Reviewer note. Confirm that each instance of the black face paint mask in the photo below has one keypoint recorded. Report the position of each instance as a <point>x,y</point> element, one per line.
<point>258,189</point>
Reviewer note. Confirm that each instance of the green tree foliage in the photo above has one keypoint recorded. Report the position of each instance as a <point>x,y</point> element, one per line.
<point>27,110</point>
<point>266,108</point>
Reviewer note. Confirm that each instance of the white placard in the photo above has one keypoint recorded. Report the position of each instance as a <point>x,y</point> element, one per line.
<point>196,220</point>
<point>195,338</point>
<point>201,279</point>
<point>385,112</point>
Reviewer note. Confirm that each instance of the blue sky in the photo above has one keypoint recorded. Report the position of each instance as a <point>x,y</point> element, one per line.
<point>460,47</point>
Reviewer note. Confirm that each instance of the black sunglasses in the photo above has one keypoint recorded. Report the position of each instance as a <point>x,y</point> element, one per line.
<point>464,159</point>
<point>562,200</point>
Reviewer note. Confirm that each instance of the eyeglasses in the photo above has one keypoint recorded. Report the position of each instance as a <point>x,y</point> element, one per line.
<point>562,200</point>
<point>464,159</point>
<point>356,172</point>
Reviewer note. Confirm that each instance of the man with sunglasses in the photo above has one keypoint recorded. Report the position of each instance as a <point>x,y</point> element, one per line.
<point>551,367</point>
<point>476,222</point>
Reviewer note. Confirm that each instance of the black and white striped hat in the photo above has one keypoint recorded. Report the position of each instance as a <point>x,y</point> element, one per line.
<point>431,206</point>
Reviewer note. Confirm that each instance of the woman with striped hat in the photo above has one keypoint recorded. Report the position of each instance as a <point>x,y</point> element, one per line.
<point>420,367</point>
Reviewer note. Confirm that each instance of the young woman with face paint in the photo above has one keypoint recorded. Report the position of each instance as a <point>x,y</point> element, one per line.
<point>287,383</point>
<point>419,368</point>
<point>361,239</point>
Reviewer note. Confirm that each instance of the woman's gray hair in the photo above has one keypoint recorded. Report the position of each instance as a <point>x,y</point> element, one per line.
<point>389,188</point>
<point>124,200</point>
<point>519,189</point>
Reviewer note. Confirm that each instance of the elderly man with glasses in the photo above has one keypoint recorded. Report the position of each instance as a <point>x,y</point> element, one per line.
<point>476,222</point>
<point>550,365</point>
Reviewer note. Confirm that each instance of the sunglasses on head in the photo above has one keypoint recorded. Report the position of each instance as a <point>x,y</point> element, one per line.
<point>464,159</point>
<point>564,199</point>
----
REQUIREMENTS: Rescale the stretch from the line containing "Reviewer note. Confirm that each instance of the young" through the end of the items, both ends included, writing every line out again with the item wording kept and each answer coordinate multiplied by 2 and rounded to a whole number, halves up. Numbers in the item wording and in its format sample stay unchanged.

TASK RESPONSE:
Reviewer note. Confirm that each instance of the young woman with face paint in the photo above has one keypoint recorded. Report the position of each instance as a <point>x,y</point> element, one per line.
<point>574,766</point>
<point>838,736</point>
<point>722,478</point>
Reviewer note. Confirm that each instance of the woman's gray hair in the photo above has one keypoint recorded. Report the position of each instance as a <point>x,y</point> element, one per line.
<point>778,376</point>
<point>248,400</point>
<point>1038,378</point>
Reviewer note. Confirm that each instance of the elderly man with glasses in the photo above has one keypoint recorded. Report the position of each instance as a <point>x,y</point> element, one per line.
<point>952,444</point>
<point>1100,730</point>
Reviewer note. Confirm that each instance of the sunglasses on head in the photo above has one keypoint recorded. Report the position of each instance as a <point>x,y</point> element, one per line.
<point>928,318</point>
<point>1128,398</point>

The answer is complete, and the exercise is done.